**Given instruction 1**
Please set down the part of the Dollarama article starting with "Personally, I think" and going on through "get used to.", copied word for word.
**Given instruction 2**
Answer these questions from the Dollarama article:
(a) What ticker does the article give for Dollarama?
(b) In which market does the writer say dollar stores seem to be a dime a dozen?
(c) What kind of accounts does the article name for investors holding DOL stock?

**Source**
________________________

Further, just because deflation would be appreciated at the local grocer doesn’t mean it’s necessarily good for the economy’s long-term future. In the meantime, though, deflation seems to be far less horrid than inflation.
Personally, I think the rise of artificial intelligence (AI) could pave the way for deflation at some point down the road. However, until AI really starts to earnings considerable cash flows for firms, 2% inflation (what we’re used to) is likely to become the norm again. For now, consumers will need to live with the scars of inflation, which may take a heck of a lot longer to get used to.
In any case, here’s one TSX stock that’s been a great friend to Canadian consumers (and investors) amid inflation and will likely continue to be for many years to come.
Dollarama: Bang for your buck as inflation’s scars linger
Enter Dollarama (TSX:DOL), a discount retailer that continues to offer great bargains for those seeking great deals and a means to dodge the blow of inflation.
As mentioned previously, inflation has winded down quite a bit of late. However, the scars of inflation will continue to be sore for many consumers over the medium term. What does that mean for the top discount retailer in Canada? Good business over the foreseeable future as the firm looks to expand its footprint and probably continue gains for investors, especially those with DOL stock in their Tax-Free Savings Accounts (TFSAs)!
Dollar stores seem to be a dime a dozen (forgive the pun) in the U.S. market. To truly stand out, a discount retailer needs to be well-run, with some of the best supply-side deals out there. That’s what helps a retailer offer consumers bang for their buck.
As it’s one of the best-managed discount retailers, I continue to view DOL stock as a great buy as it continues its run to new highs. At writing, shares are at new heights, and they’re still a buy. TFSA investors, take notice!

________________________

Object location annotation data
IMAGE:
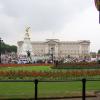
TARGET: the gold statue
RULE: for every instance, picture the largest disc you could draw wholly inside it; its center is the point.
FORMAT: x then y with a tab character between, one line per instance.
27	29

________________________

**Answer 1**
Personally, I think the rise of artificial intelligence (AI) could pave the way for deflation at some point down the road. However, until AI really starts to earnings considerable cash flows for firms, 2% inflation (what we’re used to) is likely to become the norm again. For now, consumers will need to live with the scars of inflation, which may take a heck of a lot longer to get used to.

**Answer 2**
(a) TSX:DOL
(b) The U.S. market
(c) Tax-Free Savings Accounts (TFSAs)